Lesetext
Entscheidungsstichwort (Thema)
Leistungen für eine Erstausstattung der Wohnung nach dem SGB 2 durch einstweiligen Rechtsschutz
Orientierungssatz
1. Nicht von der Regelleistung erfasst sind Leistungen für die Erstausstattung der Wohnung. Die Erstausstattung ist abzugrenzen vom Erhaltungs- und Ergänzungsbedarf, der durch die Regelleistung abgegolten ist.
2. Die Notwendigkeit der Erstausstattung ist bereits dann zu bejahen, wenn der Hilfesuchende, aus welchen Gründen auch immer, über keine entsprechenden Gegenstände verfügt.
3. Für den Erlass einer einstweiligen Anordnung ist die Glaubhaftmachung einer dringlichen Notlage erforderlich. Der erforderliche Anordnungsgrund ist bei einer Gefährdung der Existenz oder erheblichen wirtschaftlichen Nachteilen zu bejahen.
Tenor
Der Beschluss des Sozialgerichts Wiesbaden vom 16. Oktober 2006 wird aufgehoben. Die Antragsgegnerin wird im Wege der einstweiligen Anordnung verpflichtet, dem Antragsteller den mit Bescheid vom 16. Juni 2006 bewilligten Darlehensbetrag in Höhe von 1.378,84 EUR zu gewähren und die Tilgung des Darlehens bis zur rechtskräftigen Entscheidung über die Frage des Bestehens des Rückzahlungsanspruchs auszusetzen.
Die Antragsgegnerin hat dem Antragsteller seine notwendigen außergerichtlichen Kosten beider Instanzen zu erstatten.
Gründe
I .
Der Antragsteller begehrt von der Antragsgegnerin Leistungen für eine Wohnungserstausstattung.
Mit Schreiben vom 8. Juni 2006 beantragte der Antragsteller u. a. eine einmalige Beihilfe zur Erstausstattung seiner zum 1. Juni 2006 angemieteten Wohnung. Mit Bescheid vom 16. Juni 2006 bewilligte die Antragsgegnerin dem Antragsteller nach § 23 Abs. 1 Sozialgesetzbuch Zweites Buch (SGB II) ein Darlehen in Höhe von 1.378,84 EUR zur Beschaffung von Mobiliar und Hausrat, davon als Sachleistung für einen Elektroherd 157,02 EUR und für einen Kühlschrank 134,27 EUR. Für die Beihilfen zur Anschaffung eines Elektroherdes und eines Kühlschrankes erfolgten weitere Bewilligungsbescheide vom 19. Juni 2006. Der in den Verwaltungsvorgängen der Antragsgegnerin enthaltene Entwurf eines Darlehensvertrages sieht eine Tilgung des Darlehens in monatlichen Raten in Höhe von 80,00 EUR vor.

Zu erledigende Aufgaben
a - Wiederhole bitte aus dem Lesetext den Abschnitt von „Entscheidungsstichwort (Thema)“ bis „Nachteilen zu bejahen.“ wortgetreu.
b - Übersetze diesen Satz aus dem Lesetext ins Englische: „Die Notwendigkeit der Erstausstattung ist bereits dann zu bejahen, wenn der Hilfesuchende, aus welchen Gründen auch immer, über keine entsprechenden Gegenstände verfügt.“

Datenzeilen
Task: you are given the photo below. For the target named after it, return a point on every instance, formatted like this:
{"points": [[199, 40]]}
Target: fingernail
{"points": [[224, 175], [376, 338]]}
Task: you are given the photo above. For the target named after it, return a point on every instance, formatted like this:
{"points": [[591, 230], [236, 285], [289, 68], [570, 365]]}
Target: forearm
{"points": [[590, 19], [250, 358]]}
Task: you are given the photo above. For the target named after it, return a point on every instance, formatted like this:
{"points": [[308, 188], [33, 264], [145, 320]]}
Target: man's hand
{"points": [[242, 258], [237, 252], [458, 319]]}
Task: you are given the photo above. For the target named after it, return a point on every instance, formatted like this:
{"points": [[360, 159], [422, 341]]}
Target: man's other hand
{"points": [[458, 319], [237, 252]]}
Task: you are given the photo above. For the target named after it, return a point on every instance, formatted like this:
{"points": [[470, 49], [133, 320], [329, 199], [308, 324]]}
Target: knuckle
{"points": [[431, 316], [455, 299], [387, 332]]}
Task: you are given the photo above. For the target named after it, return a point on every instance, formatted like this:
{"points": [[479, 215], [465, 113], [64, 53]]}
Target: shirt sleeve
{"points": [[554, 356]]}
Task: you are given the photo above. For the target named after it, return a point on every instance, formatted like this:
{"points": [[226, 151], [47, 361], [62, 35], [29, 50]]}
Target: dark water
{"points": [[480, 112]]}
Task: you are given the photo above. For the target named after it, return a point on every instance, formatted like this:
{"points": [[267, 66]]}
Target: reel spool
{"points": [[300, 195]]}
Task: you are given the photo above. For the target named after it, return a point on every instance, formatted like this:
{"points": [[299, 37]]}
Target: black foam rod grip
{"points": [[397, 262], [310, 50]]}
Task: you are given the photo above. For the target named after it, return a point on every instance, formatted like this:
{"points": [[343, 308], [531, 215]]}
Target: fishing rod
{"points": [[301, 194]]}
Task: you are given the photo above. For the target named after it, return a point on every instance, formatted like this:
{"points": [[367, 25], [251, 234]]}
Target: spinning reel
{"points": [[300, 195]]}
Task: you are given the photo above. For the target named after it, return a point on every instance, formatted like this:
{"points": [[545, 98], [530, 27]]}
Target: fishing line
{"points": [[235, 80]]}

Lösungen in Reihenfolge
a -
Entscheidungsstichwort (Thema)
Leistungen für eine Erstausstattung der Wohnung nach dem SGB 2 durch einstweiligen Rechtsschutz
Orientierungssatz
1. Nicht von der Regelleistung erfasst sind Leistungen für die Erstausstattung der Wohnung. Die Erstausstattung ist abzugrenzen vom Erhaltungs- und Ergänzungsbedarf, der durch die Regelleistung abgegolten ist.
2. Die Notwendigkeit der Erstausstattung ist bereits dann zu bejahen, wenn der Hilfesuchende, aus welchen Gründen auch immer, über keine entsprechenden Gegenstände verfügt.
3. Für den Erlass einer einstweiligen Anordnung ist die Glaubhaftmachung einer dringlichen Notlage erforderlich. Der erforderliche Anordnungsgrund ist bei einer Gefährdung der Existenz oder erheblichen wirtschaftlichen Nachteilen zu bejahen.

b - The necessity of initial furnishing is to be affirmed as soon as the person seeking assistance, for whatever reason, does not have the corresponding items.